- Passage for review -
-=-=-=-=-

Becoming a CNA is sort of like one of those “Choose Your Own Adventure” novels. For those who don’t remember these books (which is probably more than those who do), in the novels, everyone starts the story in the same place and in the same way, but as you read the story, you reach points where you get to make a choice—to go right or left, to stay or run away, etc. Each choice leads you through a very different story.
As a CNA, you will start with the same training as all your fellow certified nursing assistants, but then you, too, will have to make a choice about where you want to take your skills. For many of you, that choice will be between being a CNA in a hospital vs. a nursing home. Fortunately, unlike in a “Choose Your Own Adventure” novel, you can know a few things about both paths before you choose one.
Nursing homes are residential facilities that cater to elderly clientele, specifically those who are disabled, have some form of dementia, or would find it difficult to live on their own without consistent support. They typically house between 30 and 50 individuals. CNAs in this environment are mostly responsible for daily living care for these patients, including feeding, lifting, bathing, changing, exercising, and distributing medication. Depending on the facility, this could also include things like laundering sheets and cleaning.
Nursing homes are often go-to positions for first-time CNAs. Because there are so many nursing homes, especially here in Florida, jobs are always abundant. Nursing home jobs are also, in comparison, more consistent than hospital jobs. By this, we mean that your task list will likely be similar from day to day, your shift times will be fairly steady, and you will most likely be seeing the same patients every day. For CNAs who most value the human connection with patients and families, this last point is especially important.
Nursing homes have a reputation for being more challenging than hospitals. Generally, you will have more patients with higher needs, and you’ll need to do more lifting, moving, feeding, and meeting hygiene and toilet needs. Plus, for some people, the consistency of nursing homes can become repetitive. Nursing homes often struggle with staffing, and in emergency situations, CNAs tend to have a little less backup than at a hospital where there are more doctors and medical equipment at the ready. Getting to know patients for months or years and then watching them deteriorate and die can also take an emotional toll on CNAs—though some see this as one of their highest calls as nurses. Nursing home CNAs also tend to make less money and have fewer benefits than hospital nurses.

-=-=-=-=-

Extracted data entries:
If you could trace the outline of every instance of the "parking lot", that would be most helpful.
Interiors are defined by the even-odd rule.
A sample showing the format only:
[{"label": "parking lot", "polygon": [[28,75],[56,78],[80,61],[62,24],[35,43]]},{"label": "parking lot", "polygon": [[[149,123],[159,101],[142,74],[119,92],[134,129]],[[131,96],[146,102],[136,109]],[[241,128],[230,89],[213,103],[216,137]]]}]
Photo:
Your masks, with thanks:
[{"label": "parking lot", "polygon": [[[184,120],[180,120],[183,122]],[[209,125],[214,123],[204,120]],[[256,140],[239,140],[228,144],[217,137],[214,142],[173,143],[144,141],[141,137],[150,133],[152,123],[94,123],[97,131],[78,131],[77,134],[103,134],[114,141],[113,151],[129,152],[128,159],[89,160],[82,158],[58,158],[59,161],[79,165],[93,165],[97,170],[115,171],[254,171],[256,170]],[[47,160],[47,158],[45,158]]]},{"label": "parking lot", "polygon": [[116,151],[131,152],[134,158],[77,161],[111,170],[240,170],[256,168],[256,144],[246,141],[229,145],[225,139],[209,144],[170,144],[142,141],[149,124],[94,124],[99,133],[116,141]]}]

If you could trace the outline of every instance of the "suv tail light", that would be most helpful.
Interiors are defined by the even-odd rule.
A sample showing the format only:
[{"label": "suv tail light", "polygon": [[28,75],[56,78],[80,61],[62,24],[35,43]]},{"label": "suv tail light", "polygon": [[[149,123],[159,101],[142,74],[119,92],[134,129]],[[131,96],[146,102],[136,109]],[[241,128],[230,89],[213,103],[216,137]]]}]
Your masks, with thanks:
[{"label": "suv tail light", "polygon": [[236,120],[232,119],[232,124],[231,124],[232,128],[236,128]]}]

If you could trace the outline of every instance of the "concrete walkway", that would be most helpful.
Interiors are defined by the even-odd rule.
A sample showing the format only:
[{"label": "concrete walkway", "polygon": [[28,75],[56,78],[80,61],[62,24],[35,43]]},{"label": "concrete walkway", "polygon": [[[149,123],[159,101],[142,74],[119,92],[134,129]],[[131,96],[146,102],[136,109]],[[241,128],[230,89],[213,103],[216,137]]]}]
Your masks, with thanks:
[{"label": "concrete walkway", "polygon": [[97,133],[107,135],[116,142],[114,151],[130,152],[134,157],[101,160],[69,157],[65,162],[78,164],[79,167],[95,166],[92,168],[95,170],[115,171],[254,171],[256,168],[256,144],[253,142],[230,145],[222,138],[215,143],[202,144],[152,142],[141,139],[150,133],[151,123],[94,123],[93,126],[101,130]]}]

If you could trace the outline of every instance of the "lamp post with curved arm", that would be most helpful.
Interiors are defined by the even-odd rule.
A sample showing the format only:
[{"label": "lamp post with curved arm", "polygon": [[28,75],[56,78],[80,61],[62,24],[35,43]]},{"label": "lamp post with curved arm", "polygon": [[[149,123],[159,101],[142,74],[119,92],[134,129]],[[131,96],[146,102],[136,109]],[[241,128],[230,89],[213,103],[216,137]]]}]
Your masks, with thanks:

-=-=-=-=-

- Exercise A -
Answer these from the article on CNA work:
(i) How many individuals does a nursing home typically house?
(ii) Which state is named as having especially many nursing homes?
(iii) Besides making less money, what else do nursing home CNAs tend to have less of than hospital nurses?
- Exercise B -
Repeat the article on CNA work word for word, starting at "Nursing homes are often" and ending at "is especially important.".
- Exercise C -
Go on with the article on CNA work from its last sentence.
You won't need the listing for any of this.

- Exercise output A -
(i) Between 30 and 50
(ii) Florida
(iii) Benefits

- Exercise output B -
Nursing homes are often go-to positions for first-time CNAs. Because there are so many nursing homes, especially here in Florida, jobs are always abundant. Nursing home jobs are also, in comparison, more consistent than hospital jobs. By this, we mean that your task list will likely be similar from day to day, your shift times will be fairly steady, and you will most likely be seeing the same patients every day. For CNAs who most value the human connection with patients and families, this last point is especially important.

- Exercise output C -
As a hospital CNA, you will also be helping to meet the daily needs of your patients like moving them, feeding them, and helping them with personal needs. However, hospital settings provide a wider range of tasks depending on the area of the hospital that you are working with. CNAs here may also deliver lab samples, bring patients to different tests, and pick up and distribute medications from the hospital pharmacists.
Many hospital CNAs find their work less stressful than nursing home CNAs because of the amount of support available from the rest of the hospital staff. Many enjoy a greater variety of tasks and the ability to see a greater variety of people on a daily basis. Although meeting daily personal care tasks is still an important part of a CNA’s daily duties in hospitals, hospital patients tend to be more independent, so caring for them tends to be less intensive. The ability to see more of your patients recover and return to their regular lives is also one of the satisfying parts of being a hospital CNA. On average, hospital CNAs also tend to have better pay and get better benefits than nursing home CNAs.
As appealing as hospital CNA jobs can be, getting one is notoriously challenging if you do not already have a reference in a hospital or a good amount of work experience, so they tend to be almost unattainable for first-time nurses. Patients in hospitals tend to stay only briefly, so connecting with individual patients can also be a challenge. Because there is such a high turnover rate, your schedule as a CNA can also be very different from day to day, as can your shifts, which can be stressful, especially for those who prefer consistency or have a lot of other responsibilities outside of work.
How to Choose
So how do we choose the path for our CNA adventure? There’s no difference in the Florida CNA requirements between being a CNA in a hospital vs. a nursing home. Your training will adequately prepare you for either option. Ultimately, your choice should depend on your own preferences and what you want out of your nursing career.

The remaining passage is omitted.